Kutipan Teks →
Terdampak Kekeringan di Jateng, Sebagian Tanaman Padi Puso dan Penggilingan Tutup
Petani dan penggilingan padi di sejumlah daerah di Jateng merugi akibat kekeringan yang melanda wilayah tersebut. Mereka berharap, pemerintah melakukan sesuatu untuk mengubah kondisi.
SEMARANG, KOMPAS — Kekeringan yang terjadi akibat fenomena El Nino membuat petani di sejumlah wilayah di Jawa Tengah merugi karena lahan tanam padi mereka puso. Tak hanya petani, sejumlah pelaku usaha penggilingan padi juga terpaksa berhenti beroperasi karena kesulitan mendapatkan gabah dari petani.
Di Kabupaten Pati, hujan sudah mulai jarang turun setidaknya sejak tiga bulan terakhir. Kondisi itu membuat air di sejumlah embung, waduk, maupun sungai mengering. Hal itu lantas membuat lahan pertanian tak mendapatkan aliran air yang cukup sehingga tanaman-tanaman puso.

Data Mentah →
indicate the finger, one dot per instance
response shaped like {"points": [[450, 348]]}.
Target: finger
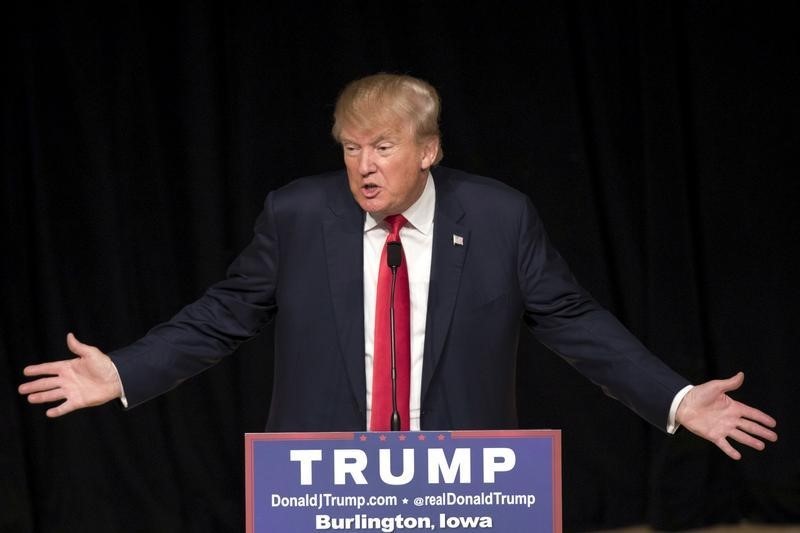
{"points": [[60, 410], [47, 396], [45, 369], [39, 385], [746, 439], [751, 413], [729, 450], [732, 383], [77, 347], [758, 430]]}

Daftar Tugas →
A. Dalam teks tentang kekeringan di Jawa Tengah, sejak kapan hujan mulai jarang turun di Kabupaten Pati?
B. Lanjutkan teks tentang kekeringan di Jawa Tengah mulai setelah kalimat terakhirnya.

Jawaban Tiap Tugas →
A. Setidaknya sejak tiga bulan terakhir.

B.
Beberapa bulan terakhir, Kamelan (50), petani asal Margorejo, Kabupaten Pati, menyewa sawah seluas 3,6 hektar di Kecamatan Jakenan, Pati. Sawah itu ditanami padi. Kini, padi-padi itu berumur 2 bulan itu sebagian besar mati karena kekeringan.
”Dari 3,6 hektar, sekitar 2 hektar sudah mati karena kekeringan. Sisanya sekitar 1,6 hektar segera menyusul puso karena sekarang sudah benar-benar tidak ada air,” kata Kamelan, Senin (4/9/2023).
Anak-anak bermain di lahan sawah yang kering akibat kemarau di Desa Krincing, Secang, Magelang, Jawa Tengah, Jumat (25/8/2023). Kemarau mengakibatkan sejumlah lahan sawah yang hanya menggunakan sistem tadah hujan menjadi tidak produktif. Petani berharap musim kemarau segera berakhir agar mereka dapat memanfaatkan lahan mereka kembali.
Selama ini, Kamelan berupaya mencari sumber air lain untuk sawahnya. Ia pernah meminta bantuan suplai air dari Waduk Randugunting di Blora. Hasilnya, air dari waduk tersebut dua kali mengalir ke sungai yang berada di sekitar sawah Kamelan. Namun, hal itu tidak cukup. Saat kembali mengajukan permintaan bantuan, ia ditolak dengan alasan kuotanya sudah habis.
Kamelan sempat menempuh jalan lain dengan membuat sumur bor di sekitar sungai yang tak jauh dari sawahnya. Setelah menggali sampai kedalaman 120 meter, Kamelan hanya mendapat sedikit sekali air. Kini, air di sumur bor itu juga berangsur mengering.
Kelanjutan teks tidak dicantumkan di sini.